-- Given task 1 --
Output every line of the records below on outlining the glove on hand, word for word, and leave out the pictures.

-- Page --
"""

If your filter is separable you can do that by applying lfilter, once each axis. Also, this method will shift the output maybe preferrable to use filtfilt.

Edit

The example given by the OP is not separable to begin with, however it is simple enough to make the computation reasonable using cumulative sum.

This is the original implementation

def myconv(u):
    Nx, Ny = u.shape
    for i in range(1, Nx-1):
        for j in range(1, Ny-1):
            u[i, j] = (u[i-1, j] + u[i+1, j] + u[i, j-1] + u[i, j+1] - 4*u[i, j])

Notice that in the j loop the only modified value in the sum u[i,j-1], that is added to u[i,j], this operation could be deferred and performed in a second loop without changing the output.

def myconv_worse(u):
    Nx, Ny = u.shape
    for i in range(1, Nx-1):
        for j in range(1, Ny-1):
            u[i, j] = (u[i-1, j] + u[i+1, j] + u[i, j+1] - 4*u[i, j])

"""

-- Records for the exercise --
"""

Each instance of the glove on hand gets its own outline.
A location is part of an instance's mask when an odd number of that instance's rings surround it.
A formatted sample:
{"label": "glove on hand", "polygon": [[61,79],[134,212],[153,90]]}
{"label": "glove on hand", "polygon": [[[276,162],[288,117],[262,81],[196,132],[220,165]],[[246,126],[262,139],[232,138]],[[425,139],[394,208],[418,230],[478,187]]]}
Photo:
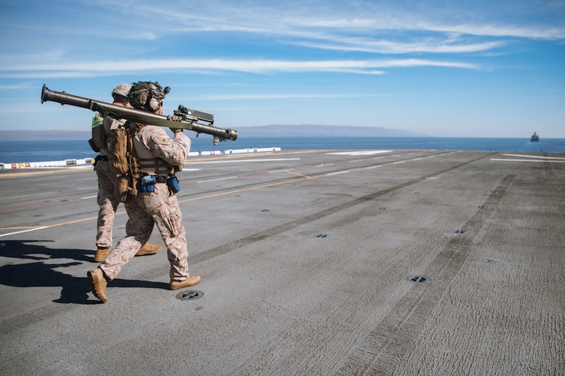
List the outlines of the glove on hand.
{"label": "glove on hand", "polygon": [[[172,122],[179,122],[182,120],[182,117],[179,116],[178,115],[173,115],[172,116],[171,115],[167,115],[166,120]],[[182,128],[169,128],[169,129],[173,131],[175,133],[177,132],[182,132]]]}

"""

-- Given task 2 --
Return the whole text on separable filters and the convolution loop, unchanged.

-- Correct response 1 --
Each instance of the glove on hand gets its own outline.
A location is part of an instance's mask when an odd number of that instance's rings surround it.
A formatted sample:
{"label": "glove on hand", "polygon": [[61,79],[134,212],[153,90]]}
{"label": "glove on hand", "polygon": [[[276,162],[288,117],[262,81],[196,132],[220,165]],[[246,126],[262,139],[232,138]],[[425,139],[394,208],[418,230],[478,187]]]}
Photo:
List the outlines of the glove on hand.
{"label": "glove on hand", "polygon": [[[172,122],[179,122],[182,120],[182,117],[179,116],[178,115],[173,115],[172,116],[171,115],[167,115],[166,120]],[[182,128],[169,128],[169,129],[173,131],[175,133],[177,132],[182,132]]]}

-- Correct response 2 --
If your filter is separable you can do that by applying lfilter, once each axis. Also, this method will shift the output maybe preferrable to use filtfilt.

Edit

The example given by the OP is not separable to begin with, however it is simple enough to make the computation reasonable using cumulative sum.

This is the original implementation

def myconv(u):
    Nx, Ny = u.shape
    for i in range(1, Nx-1):
        for j in range(1, Ny-1):
            u[i, j] = (u[i-1, j] + u[i+1, j] + u[i, j-1] + u[i, j+1] - 4*u[i, j])

Notice that in the j loop the only modified value in the sum u[i,j-1], that is added to u[i,j], this operation could be deferred and performed in a second loop without changing the output.

def myconv_worse(u):
    Nx, Ny = u.shape
    for i in range(1, Nx-1):
        for j in range(1, Ny-1):
            u[i, j] = (u[i-1, j] + u[i+1, j] + u[i, j+1] - 4*u[i, j])